[Start of section]

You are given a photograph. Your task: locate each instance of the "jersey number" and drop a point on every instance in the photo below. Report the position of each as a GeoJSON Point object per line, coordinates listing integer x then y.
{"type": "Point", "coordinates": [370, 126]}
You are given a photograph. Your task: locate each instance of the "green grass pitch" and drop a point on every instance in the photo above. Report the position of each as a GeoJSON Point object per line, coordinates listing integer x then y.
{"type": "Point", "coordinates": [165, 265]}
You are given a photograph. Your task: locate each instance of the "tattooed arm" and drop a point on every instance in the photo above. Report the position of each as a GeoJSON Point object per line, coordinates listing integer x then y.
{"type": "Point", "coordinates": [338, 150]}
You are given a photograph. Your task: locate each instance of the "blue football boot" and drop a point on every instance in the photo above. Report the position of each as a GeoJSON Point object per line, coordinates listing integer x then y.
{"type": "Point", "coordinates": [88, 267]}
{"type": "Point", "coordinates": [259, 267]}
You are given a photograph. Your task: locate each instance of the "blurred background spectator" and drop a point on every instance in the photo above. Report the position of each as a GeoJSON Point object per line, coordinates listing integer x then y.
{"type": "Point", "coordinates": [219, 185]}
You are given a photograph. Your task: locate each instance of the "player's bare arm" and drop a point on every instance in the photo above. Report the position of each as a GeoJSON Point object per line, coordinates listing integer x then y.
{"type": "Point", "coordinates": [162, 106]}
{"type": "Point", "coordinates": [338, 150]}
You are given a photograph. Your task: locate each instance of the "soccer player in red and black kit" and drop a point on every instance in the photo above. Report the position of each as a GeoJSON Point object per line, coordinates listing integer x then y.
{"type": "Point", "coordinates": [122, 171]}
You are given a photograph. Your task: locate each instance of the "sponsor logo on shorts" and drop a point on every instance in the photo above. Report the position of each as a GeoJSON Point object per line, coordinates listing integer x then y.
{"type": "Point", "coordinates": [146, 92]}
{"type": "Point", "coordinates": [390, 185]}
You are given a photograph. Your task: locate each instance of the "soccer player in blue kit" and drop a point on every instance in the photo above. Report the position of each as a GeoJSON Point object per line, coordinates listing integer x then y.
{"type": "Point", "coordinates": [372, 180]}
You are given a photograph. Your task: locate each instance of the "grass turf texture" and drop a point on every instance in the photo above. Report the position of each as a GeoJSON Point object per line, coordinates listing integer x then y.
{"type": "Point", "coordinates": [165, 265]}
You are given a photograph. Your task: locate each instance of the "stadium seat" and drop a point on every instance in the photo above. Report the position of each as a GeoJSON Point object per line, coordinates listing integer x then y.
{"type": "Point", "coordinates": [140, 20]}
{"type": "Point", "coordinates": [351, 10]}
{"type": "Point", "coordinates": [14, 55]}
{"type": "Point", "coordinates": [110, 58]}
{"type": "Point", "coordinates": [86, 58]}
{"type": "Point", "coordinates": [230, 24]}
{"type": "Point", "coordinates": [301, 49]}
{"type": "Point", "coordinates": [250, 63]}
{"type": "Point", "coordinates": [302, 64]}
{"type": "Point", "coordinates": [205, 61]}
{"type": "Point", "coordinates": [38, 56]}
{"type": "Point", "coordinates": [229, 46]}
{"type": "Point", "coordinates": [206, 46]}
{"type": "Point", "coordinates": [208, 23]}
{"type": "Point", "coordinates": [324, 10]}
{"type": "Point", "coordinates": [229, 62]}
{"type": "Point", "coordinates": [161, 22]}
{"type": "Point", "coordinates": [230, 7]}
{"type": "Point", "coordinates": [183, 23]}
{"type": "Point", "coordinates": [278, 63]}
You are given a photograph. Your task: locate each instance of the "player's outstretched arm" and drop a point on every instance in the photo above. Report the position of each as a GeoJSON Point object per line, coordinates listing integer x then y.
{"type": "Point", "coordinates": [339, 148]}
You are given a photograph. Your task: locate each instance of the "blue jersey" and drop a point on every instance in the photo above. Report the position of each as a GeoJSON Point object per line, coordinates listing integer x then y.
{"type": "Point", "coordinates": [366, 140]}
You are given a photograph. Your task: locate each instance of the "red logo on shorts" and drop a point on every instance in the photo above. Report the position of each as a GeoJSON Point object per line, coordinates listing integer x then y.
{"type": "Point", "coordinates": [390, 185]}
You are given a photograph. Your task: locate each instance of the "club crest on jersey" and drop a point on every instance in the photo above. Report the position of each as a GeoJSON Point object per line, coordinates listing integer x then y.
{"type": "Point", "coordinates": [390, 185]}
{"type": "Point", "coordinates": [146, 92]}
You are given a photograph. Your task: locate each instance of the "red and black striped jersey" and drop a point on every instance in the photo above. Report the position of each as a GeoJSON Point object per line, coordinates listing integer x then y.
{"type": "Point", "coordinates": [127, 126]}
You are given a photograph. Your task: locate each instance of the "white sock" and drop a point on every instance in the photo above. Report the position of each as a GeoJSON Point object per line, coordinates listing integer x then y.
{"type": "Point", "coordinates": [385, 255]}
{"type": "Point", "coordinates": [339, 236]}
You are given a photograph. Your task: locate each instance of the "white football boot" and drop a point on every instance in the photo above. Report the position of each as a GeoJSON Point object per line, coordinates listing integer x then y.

[End of section]

**DESCRIPTION OF THE TASK**. Reproduce the entire listing. Keep every word as it is.

**SOLUTION TO THIS PROBLEM**.
You are given a photograph. Your task: locate each instance of the "jersey number" and drop a point on every instance in the photo below. Report the position of each as a GeoJSON Point object per line, coordinates listing integer x then y.
{"type": "Point", "coordinates": [370, 126]}
You are given a photograph. Your task: locate each instance of the "green grass pitch" and drop a point on every instance in the photo above. Report the position of each as a GeoJSON Point object per line, coordinates listing integer x then y.
{"type": "Point", "coordinates": [165, 265]}
You are given a photograph. Your task: locate each instance of the "tattooed arm" and drop a point on every instance in the photo above. Report the position of each as a GeoJSON Point object per line, coordinates listing integer x then y.
{"type": "Point", "coordinates": [338, 150]}
You are given a photograph. Your task: locate each instance of the "blue football boot" and drop a point on every instance in the photo above. Report the position of each as a GeoJSON Point object per line, coordinates listing integer x then y.
{"type": "Point", "coordinates": [88, 267]}
{"type": "Point", "coordinates": [259, 267]}
You are given a photograph. Your task: locate each instance of the "blurred background spectator" and drop a point on every instance in the photo above. Report the position of each as a GeoJSON Point object per line, coordinates listing integer x then y.
{"type": "Point", "coordinates": [219, 185]}
You are given a photograph. Your task: locate each instance of the "player's bare arm" and drop a point on every instance in the photo above. Report the position of each as a GeoJSON Point object per line, coordinates listing integer x then y.
{"type": "Point", "coordinates": [162, 106]}
{"type": "Point", "coordinates": [338, 150]}
You are given a photograph. Your task: locate each instance of the "soccer player in red and black kit" and drop a point on every instance in the photo above. Report the position of each as a GeoJSON Point object per line, coordinates listing integer x then y.
{"type": "Point", "coordinates": [122, 171]}
You are given a photograph. Your task: locate each instance of the "sponsor logo on shorts" and drop a point on every instance in the photo above. Report the position of each as a GeoJSON Point object per line, coordinates listing integer x then y.
{"type": "Point", "coordinates": [146, 92]}
{"type": "Point", "coordinates": [390, 185]}
You are given a photograph. Your task: locate each instance of the "soccer player in blue kit" and drop a point on every instance in the photo above. Report the position of each as a GeoJSON Point object per line, coordinates listing integer x then y.
{"type": "Point", "coordinates": [372, 180]}
You are given a photograph. Your task: locate each instance of the "grass turf texture" and drop a point on every instance in the photo above. Report the position of each as a GeoJSON Point object per line, coordinates listing integer x then y.
{"type": "Point", "coordinates": [165, 265]}
You are given a photograph. Your task: locate each instance of the "stadium seat" and drop a point on every instance in the photo above. Report the position of each as a GeoJSON Point object per line, coordinates listing integer x then y.
{"type": "Point", "coordinates": [140, 20]}
{"type": "Point", "coordinates": [351, 10]}
{"type": "Point", "coordinates": [14, 55]}
{"type": "Point", "coordinates": [110, 58]}
{"type": "Point", "coordinates": [86, 58]}
{"type": "Point", "coordinates": [230, 24]}
{"type": "Point", "coordinates": [301, 49]}
{"type": "Point", "coordinates": [250, 63]}
{"type": "Point", "coordinates": [302, 64]}
{"type": "Point", "coordinates": [205, 61]}
{"type": "Point", "coordinates": [38, 56]}
{"type": "Point", "coordinates": [229, 46]}
{"type": "Point", "coordinates": [206, 46]}
{"type": "Point", "coordinates": [208, 23]}
{"type": "Point", "coordinates": [324, 10]}
{"type": "Point", "coordinates": [229, 62]}
{"type": "Point", "coordinates": [161, 22]}
{"type": "Point", "coordinates": [230, 7]}
{"type": "Point", "coordinates": [183, 23]}
{"type": "Point", "coordinates": [278, 63]}
You are given a photograph. Your task: locate each instance of the "player's outstretched arm" and drop a point on every instance in the photo above. Report the position of each as a GeoJSON Point object per line, coordinates listing integer x then y.
{"type": "Point", "coordinates": [339, 148]}
You are given a photograph. Your task: locate each instance of the "blue jersey" and drop a point on every instance in the photo above. Report the position of each as a GeoJSON Point object per line, coordinates listing integer x then y.
{"type": "Point", "coordinates": [366, 140]}
You are given a photograph. Your task: locate each instance of the "red logo on shorts" and drop a point on every instance in the photo above. Report the position of each as a GeoJSON Point object per line, coordinates listing integer x then y.
{"type": "Point", "coordinates": [390, 185]}
You are given a photograph. Your task: locate each instance of the "club crest on jersey" and drop a point on every instance in the photo above. Report the position of each as a GeoJSON Point object per line, coordinates listing integer x then y.
{"type": "Point", "coordinates": [390, 185]}
{"type": "Point", "coordinates": [146, 92]}
You are given a photograph. Your task: locate each instance of the "red and black striped jersey" and drop a point on every instance in the photo above. Report the position of each as a GeoJSON Point object per line, coordinates listing integer x then y.
{"type": "Point", "coordinates": [127, 126]}
You are given a photograph. Your task: locate each instance of the "white sock" and drop a point on every instance in the photo above. Report the position of each as a GeoJSON Point object per line, coordinates listing integer x then y.
{"type": "Point", "coordinates": [385, 255]}
{"type": "Point", "coordinates": [339, 236]}
You are given a photograph. Your task: locate each instance of the "white football boot" and drop a point on every instance in the photo above. Report the position of each as a GeoJSON Point object per line, coordinates listing integer x then y.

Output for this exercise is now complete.